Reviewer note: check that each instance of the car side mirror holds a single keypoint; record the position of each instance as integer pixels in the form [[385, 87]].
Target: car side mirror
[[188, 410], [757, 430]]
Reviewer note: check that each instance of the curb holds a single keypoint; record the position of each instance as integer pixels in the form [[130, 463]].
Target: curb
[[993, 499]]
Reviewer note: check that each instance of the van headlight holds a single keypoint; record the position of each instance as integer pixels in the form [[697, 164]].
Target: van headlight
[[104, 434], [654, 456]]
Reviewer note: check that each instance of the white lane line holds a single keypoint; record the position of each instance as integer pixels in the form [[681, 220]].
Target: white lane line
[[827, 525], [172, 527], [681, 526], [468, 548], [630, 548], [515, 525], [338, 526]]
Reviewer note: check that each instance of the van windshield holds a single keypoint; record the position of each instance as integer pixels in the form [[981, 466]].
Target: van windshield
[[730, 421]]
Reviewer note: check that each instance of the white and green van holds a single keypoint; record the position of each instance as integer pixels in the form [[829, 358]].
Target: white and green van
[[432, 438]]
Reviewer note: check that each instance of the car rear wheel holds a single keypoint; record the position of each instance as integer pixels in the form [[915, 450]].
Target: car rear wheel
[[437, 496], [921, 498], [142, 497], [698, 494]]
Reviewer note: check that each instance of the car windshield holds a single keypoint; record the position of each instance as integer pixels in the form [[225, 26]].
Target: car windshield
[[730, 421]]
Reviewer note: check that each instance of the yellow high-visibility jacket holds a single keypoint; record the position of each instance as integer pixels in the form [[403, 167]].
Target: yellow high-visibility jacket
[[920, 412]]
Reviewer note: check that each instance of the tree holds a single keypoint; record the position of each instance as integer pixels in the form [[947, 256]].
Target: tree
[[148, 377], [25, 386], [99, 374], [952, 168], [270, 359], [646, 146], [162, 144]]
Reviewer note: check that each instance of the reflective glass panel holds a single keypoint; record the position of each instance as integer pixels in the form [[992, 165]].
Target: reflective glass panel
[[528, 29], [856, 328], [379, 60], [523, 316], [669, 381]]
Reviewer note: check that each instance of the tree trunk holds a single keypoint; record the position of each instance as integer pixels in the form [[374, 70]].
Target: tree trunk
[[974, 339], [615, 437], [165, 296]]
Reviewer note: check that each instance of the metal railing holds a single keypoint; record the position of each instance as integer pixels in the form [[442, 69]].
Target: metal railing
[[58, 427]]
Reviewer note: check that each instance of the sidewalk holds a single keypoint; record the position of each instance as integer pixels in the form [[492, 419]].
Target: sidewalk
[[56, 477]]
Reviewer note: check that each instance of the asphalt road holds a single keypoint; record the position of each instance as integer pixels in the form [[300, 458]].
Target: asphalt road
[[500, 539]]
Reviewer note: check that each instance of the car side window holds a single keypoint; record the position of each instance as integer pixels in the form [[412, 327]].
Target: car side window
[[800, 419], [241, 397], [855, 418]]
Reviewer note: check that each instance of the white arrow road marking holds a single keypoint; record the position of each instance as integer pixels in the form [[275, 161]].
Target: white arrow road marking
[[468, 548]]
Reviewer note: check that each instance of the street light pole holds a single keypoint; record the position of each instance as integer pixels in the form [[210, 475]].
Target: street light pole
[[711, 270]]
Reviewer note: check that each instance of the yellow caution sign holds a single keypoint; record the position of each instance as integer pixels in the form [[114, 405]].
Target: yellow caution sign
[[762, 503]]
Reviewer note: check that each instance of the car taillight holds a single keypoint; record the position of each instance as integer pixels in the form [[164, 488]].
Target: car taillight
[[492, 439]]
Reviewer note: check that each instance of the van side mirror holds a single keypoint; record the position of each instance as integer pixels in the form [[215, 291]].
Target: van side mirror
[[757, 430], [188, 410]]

> _Work to be completed_: Copy the lines above word for word.

> _Task answer_:
Reviewer note: check that each instance of the car side mirror holds a single keypoint; record the position of each instance as integer pixels in the form [[385, 87]].
Target: car side mirror
[[188, 410], [757, 430]]
Reviewer note: check that each instance of the curb holds a single keypoint; record the position of each instance as integer pixels in the form [[130, 463]].
Target: curb
[[993, 499]]
Reviewer note: check that each instance of the van headlight holds a single keypoint; record the position of each instance as integer pixels in the form [[697, 164]].
Target: van headlight
[[104, 434], [654, 456]]
Reviewer note: check that each instance of the white lane line holds a single keypoint; record the position of each instance as integer pixels in the form [[681, 220]].
Target: white lane line
[[827, 525], [172, 527], [681, 526], [468, 548], [630, 548], [515, 525], [338, 526]]
Reviewer note: check that each instance of the van windshield holds a single keypoint; record the position of each instance as integer pixels in the form [[981, 466]].
Target: van windshield
[[730, 421]]
Reviewer note: check that each instance of the white and green van holds a single keypoint; record the position of each instance as integer pixels in the form [[829, 358]].
Target: white and green van
[[432, 438]]
Reviewer note: check that each instance of the car rear wheel holds a single keypoint; record the position of each instance as integer pixels in the form [[915, 450]].
Target: car rear wheel
[[437, 496], [921, 498], [142, 497], [698, 494]]
Reviewer note: check that each instance of the car windshield holds a single keypoint; record the position of each instance as integer pixels in the form [[225, 26]].
Target: car windshield
[[730, 421]]
Reviewer note: check that each instance of the yellow high-visibility jacket holds a single keypoint; record the position of each instance as integer pixels in the form [[403, 167]].
Target: yellow high-visibility jacket
[[920, 412]]
Reviewer note: check that each instance of the tree holds a single keypoint; record the position of each instance as integer pixels in the form [[947, 256]].
Target: tree
[[148, 377], [25, 386], [99, 374], [952, 168], [270, 359], [646, 146], [162, 144]]
Reviewer note: check that each instance of the reflective glass panel holds a single keypoint; record the position of each instance as integer pixels in the form [[992, 165]].
Target: reflective glass panel
[[528, 29], [856, 328], [379, 60], [523, 316], [669, 381]]
Reviewer note: check that each instance of the tree trunk holds a single keypoint; record the position of each instance as integer pixels in the form [[374, 70]].
Target: tree trunk
[[974, 339], [615, 437], [165, 296]]
Reviewer note: check that each instance of the metal railing holds a single keypoint; record the position of each instance as integer pixels in the form [[442, 69]].
Target: metal railing
[[58, 427]]
Reviewer note: check that each instance of the sidewalk holds a single keypoint; record the position of each instance as integer pixels in the form [[492, 419]].
Target: sidewalk
[[56, 477]]
Reviewer note: check that each instance of the asphalt road holds a single keypoint; record the position of each instance as integer pixels in the form [[300, 458]].
Target: asphalt road
[[500, 539]]
Reviewer note: check that each instance of the car side window holds a single keypoint; record the position of each instance as integer pixels in the form [[412, 327]].
Target: car side window
[[800, 419], [241, 397], [855, 418]]
Reviewer note: check that each instance of the white arrow road marking holds a single keypoint; record the position of each instance as integer pixels in the form [[275, 161]].
Target: white arrow road marking
[[468, 548]]
Reviewer note: check that each instance of the street light pole holds a single keypoint; record the position of each instance as integer pixels in the form [[210, 475]].
Target: street light pole
[[711, 270]]
Reviewer note: check that each instance of the yellow caution sign holds a single keypoint; record the position of each instance as integer pixels in the form [[114, 405]].
Target: yellow caution sign
[[762, 503]]
Reviewer note: check that each instance of the car taillight holds a single keypoint; record the position of each instance as integer pixels in the form [[164, 488]].
Target: car taillight
[[492, 439]]
Reviewer note: check that each instance of the van side mirror holds a single keypoint; record the position of each instance as integer pixels in the form [[215, 291]].
Target: van side mirror
[[757, 430], [188, 410]]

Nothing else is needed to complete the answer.